» **Document excerpt**:
There is a mental assent to the whole giving up yourself and following Jesus thing.
In my head it’s great and grand, like many things are in my imagination.
Real life hits the floor hard though and I find myself in the third person, talking about Myself rather than me, and Myself is one with lofty ideals and deathbed wishes and me?
I’m living pretty good.
No casket needed here. No burial clothes or mourning because I’m pretty much still alive, still living and grasping for abundant life rather than dying daily.
I read a verse in Ephesians 5 in the amplified Bible last week.
And walk in love [esteeming and delighting in one another] as Christ loved us and gave Himself up for us, a slain offering and sacrifice to God [for you, so that it became] a sweet fragrance. ~ Eph. 5:2 AMP
My husband can read a verse and chew it all day, just completely breaking it down and consuming it. But I’ve always felt like I had to read large hulking portions of scripture in order to fulfill the “requirements” for having a quiet time. It has to be a chapter at the barest minimum, and more is always better.
And seldom can I tell you in the evening what I read in the morning.
But Ephesians 5, all amplified and stretched out like that, was a feast for me this time. There was no need to go any further. This verse was about relationships and it was my prayer for our children that day, that they would esteem and delight in one another. Sounds ideal.
And then it was caught in my throat: He gave Himself up.
I gave up sugar for 30 days. And grains and legumes and dairy. I learned to drink my coffee black and to inhale the scent of pancakes rather than pancakes themselves, and I learned that I have all kinds of bad habits when it comes to food.
I’ve given up on goals and given up on people and given up on trying from time to time, but never have I truly given up my Self, like, for good.
Idealist-Me has given up my Self again and again with at least sincere mental assent. It’s good. It’s needed. It’s called discipleship and it means Christ now lives in me because I’ve been crucified with Him and only one of us came out alive.
But me, the real me, walks daily in conflict with Myself. And have I ever truly given myself up?
I call it Deathbed Christianity, this always struggling with dying and living in Christ.
I want to quit me but it’s not like quitting sugar or cheese or warm crispy toast with creamy peanut butter, cut into fourths like mom used to do.
I want to quit me but in so endeavoring I find myself completely focused on my Self, and it’s distracting.
I just really need the One who gave Himself up for me and Myself.
My Self, that pitiful part of me that takes center stage in feigned martyrdom, a death of only my imagination and my mind. This flesh is still all clingy and to take it off like a garment? To unclothe right there on center stage?

» **Things to do**:
(1) Set down the part of the devotional piece running from "I’ve given up" to "living in Christ.", word for word.
(2) Rename "Note to the class" as "Instruction for the class" in the records, from the line with "Note to the class: point out the white blazer" to the line with "<point>8,17</point>", both included. Return only those lines, with nothing else altered.

» **Supplied material**:
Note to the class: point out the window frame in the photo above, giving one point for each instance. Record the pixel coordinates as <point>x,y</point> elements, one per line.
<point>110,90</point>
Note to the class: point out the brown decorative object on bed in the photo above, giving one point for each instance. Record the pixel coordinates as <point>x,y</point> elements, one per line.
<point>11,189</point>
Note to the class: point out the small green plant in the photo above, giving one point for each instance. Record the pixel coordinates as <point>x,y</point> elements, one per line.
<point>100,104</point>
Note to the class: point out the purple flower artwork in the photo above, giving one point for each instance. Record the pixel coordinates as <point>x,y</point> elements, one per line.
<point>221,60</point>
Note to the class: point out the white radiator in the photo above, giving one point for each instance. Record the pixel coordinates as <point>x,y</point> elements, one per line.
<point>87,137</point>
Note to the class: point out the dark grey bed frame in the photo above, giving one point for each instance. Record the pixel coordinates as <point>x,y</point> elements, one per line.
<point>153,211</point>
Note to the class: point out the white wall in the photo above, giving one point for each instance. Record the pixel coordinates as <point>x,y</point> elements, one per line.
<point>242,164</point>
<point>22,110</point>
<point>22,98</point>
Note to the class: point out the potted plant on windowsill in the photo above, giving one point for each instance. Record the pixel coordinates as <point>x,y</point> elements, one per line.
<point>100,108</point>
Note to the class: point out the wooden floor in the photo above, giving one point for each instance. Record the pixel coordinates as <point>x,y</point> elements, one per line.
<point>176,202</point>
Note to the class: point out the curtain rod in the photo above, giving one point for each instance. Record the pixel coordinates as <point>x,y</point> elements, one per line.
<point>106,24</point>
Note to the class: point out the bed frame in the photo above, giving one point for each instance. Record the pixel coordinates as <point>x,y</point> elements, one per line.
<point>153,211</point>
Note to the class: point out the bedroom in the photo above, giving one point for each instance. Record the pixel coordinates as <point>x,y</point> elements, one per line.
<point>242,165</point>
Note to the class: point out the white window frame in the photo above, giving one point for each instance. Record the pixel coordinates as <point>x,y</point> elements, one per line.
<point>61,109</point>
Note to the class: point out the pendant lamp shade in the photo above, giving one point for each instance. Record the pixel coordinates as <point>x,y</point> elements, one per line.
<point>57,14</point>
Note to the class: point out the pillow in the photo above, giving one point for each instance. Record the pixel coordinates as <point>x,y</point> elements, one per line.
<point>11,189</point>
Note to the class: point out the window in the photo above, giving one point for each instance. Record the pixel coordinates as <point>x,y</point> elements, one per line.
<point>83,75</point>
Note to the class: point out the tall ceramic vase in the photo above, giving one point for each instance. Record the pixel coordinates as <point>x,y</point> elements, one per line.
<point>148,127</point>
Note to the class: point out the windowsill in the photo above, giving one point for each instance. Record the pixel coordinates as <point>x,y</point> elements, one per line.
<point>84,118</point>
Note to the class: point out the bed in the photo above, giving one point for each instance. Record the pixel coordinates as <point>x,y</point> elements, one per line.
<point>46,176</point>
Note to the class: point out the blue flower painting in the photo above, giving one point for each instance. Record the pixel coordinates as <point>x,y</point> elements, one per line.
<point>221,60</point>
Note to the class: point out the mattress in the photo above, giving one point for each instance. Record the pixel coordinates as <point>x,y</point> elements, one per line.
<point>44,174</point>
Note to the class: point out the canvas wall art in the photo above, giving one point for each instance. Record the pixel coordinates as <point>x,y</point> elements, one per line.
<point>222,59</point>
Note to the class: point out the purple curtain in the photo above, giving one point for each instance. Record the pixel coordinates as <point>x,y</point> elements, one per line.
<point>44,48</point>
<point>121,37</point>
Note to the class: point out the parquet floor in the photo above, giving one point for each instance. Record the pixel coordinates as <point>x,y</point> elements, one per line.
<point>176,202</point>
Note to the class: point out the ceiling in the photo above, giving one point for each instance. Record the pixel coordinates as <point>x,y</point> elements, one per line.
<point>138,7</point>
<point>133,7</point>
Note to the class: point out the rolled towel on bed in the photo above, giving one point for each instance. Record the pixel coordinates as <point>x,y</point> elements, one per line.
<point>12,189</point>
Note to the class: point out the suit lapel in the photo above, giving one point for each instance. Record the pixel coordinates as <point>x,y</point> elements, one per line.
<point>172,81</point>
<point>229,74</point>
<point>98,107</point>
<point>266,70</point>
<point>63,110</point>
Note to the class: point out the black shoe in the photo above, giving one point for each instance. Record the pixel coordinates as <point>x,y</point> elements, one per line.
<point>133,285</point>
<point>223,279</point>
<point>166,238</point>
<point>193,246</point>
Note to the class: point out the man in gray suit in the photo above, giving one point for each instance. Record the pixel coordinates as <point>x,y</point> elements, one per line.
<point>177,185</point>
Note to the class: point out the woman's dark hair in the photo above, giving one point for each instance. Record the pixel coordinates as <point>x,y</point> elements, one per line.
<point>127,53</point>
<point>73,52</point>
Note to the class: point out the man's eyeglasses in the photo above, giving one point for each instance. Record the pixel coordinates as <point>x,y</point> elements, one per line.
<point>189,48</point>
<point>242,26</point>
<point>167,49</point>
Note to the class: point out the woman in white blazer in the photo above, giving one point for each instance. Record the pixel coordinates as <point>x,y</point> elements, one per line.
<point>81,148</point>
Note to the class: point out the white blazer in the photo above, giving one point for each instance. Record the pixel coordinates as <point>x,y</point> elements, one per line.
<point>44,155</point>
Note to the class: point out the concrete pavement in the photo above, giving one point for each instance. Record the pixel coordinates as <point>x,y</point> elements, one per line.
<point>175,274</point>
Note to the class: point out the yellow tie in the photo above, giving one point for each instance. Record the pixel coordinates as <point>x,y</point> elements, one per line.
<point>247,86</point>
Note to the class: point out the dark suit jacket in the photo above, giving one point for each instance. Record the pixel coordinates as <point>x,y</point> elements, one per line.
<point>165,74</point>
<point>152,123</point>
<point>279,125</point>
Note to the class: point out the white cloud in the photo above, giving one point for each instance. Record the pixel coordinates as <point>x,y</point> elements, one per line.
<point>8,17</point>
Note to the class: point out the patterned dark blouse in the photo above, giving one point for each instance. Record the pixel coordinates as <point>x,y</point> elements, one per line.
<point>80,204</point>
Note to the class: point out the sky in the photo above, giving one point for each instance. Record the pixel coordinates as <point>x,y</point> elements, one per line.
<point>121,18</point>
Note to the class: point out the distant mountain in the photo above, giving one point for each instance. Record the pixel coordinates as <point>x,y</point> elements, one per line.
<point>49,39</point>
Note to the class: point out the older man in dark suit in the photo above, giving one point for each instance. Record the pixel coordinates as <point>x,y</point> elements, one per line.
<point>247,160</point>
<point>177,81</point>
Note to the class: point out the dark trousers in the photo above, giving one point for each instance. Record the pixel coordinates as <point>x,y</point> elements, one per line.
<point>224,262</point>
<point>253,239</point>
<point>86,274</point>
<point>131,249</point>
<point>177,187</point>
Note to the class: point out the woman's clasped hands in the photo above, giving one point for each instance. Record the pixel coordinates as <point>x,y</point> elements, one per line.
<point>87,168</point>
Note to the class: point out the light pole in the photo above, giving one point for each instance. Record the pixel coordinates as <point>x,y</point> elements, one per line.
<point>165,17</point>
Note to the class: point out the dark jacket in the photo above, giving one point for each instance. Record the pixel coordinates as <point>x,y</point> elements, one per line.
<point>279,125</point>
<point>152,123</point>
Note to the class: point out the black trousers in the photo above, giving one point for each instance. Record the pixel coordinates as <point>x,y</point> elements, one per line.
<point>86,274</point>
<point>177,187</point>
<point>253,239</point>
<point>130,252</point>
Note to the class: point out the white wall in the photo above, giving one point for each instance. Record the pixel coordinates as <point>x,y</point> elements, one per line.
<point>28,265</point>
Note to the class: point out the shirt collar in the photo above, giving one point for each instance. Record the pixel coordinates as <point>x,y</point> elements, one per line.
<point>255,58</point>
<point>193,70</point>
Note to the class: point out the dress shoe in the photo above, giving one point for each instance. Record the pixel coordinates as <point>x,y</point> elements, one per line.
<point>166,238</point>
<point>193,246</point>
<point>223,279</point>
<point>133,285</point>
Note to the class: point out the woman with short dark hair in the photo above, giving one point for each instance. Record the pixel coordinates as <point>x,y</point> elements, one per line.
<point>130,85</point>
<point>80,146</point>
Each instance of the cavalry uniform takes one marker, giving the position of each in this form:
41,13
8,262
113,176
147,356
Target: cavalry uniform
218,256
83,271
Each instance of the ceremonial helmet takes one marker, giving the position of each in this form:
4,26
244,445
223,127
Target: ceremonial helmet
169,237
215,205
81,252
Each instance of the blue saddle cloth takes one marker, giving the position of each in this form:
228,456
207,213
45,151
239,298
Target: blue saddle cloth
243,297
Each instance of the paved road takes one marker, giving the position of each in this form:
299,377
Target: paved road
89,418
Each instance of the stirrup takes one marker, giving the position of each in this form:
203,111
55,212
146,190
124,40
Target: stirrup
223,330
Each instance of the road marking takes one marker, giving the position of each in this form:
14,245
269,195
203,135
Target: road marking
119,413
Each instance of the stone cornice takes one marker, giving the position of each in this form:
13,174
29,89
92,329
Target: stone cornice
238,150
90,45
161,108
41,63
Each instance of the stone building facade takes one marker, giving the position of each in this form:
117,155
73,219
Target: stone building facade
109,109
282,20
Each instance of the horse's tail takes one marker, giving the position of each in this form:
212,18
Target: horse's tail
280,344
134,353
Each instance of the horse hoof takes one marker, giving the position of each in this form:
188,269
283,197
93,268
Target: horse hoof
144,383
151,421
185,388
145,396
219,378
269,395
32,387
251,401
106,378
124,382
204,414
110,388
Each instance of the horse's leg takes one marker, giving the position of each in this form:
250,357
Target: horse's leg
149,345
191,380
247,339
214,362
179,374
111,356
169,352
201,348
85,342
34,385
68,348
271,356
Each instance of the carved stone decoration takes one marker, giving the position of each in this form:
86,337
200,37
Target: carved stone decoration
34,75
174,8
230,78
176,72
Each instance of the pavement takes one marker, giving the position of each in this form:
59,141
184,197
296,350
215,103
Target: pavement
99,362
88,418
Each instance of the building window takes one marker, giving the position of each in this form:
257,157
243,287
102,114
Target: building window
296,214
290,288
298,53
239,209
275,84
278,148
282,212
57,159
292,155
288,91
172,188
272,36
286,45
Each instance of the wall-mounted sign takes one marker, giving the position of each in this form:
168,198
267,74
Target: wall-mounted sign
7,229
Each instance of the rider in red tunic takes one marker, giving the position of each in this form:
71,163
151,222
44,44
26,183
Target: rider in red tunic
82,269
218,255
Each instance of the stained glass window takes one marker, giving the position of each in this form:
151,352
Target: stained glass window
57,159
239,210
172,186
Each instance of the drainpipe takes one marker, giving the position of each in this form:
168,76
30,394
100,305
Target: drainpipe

» **Complete answers**:
(1)
I’ve given up on goals and given up on people and given up on trying from time to time, but never have I truly given up my Self, like, for good.
Idealist-Me has given up my Self again and again with at least sincere mental assent. It’s good. It’s needed. It’s called discipleship and it means Christ now lives in me because I’ve been crucified with Him and only one of us came out alive.
But me, the real me, walks daily in conflict with Myself. And have I ever truly given myself up?
I call it Deathbed Christianity, this always struggling with dying and living in Christ.

(2)
Instruction for the class: point out the white blazer in the photo above, giving one point for each instance. Record the pixel coordinates as <point>x,y</point> elements, one per line.
<point>44,155</point>
Instruction for the class: point out the concrete pavement in the photo above, giving one point for each instance. Record the pixel coordinates as <point>x,y</point> elements, one per line.
<point>175,274</point>
Instruction for the class: point out the yellow tie in the photo above, giving one point for each instance. Record the pixel coordinates as <point>x,y</point> elements, one per line.
<point>247,86</point>
Instruction for the class: point out the dark suit jacket in the photo above, giving one point for each instance. Record the pixel coordinates as <point>x,y</point> elements, one per line.
<point>165,74</point>
<point>152,123</point>
<point>279,125</point>
Instruction for the class: point out the white cloud in the photo above, giving one point for each instance. Record the pixel coordinates as <point>x,y</point> elements, one per line.
<point>8,17</point>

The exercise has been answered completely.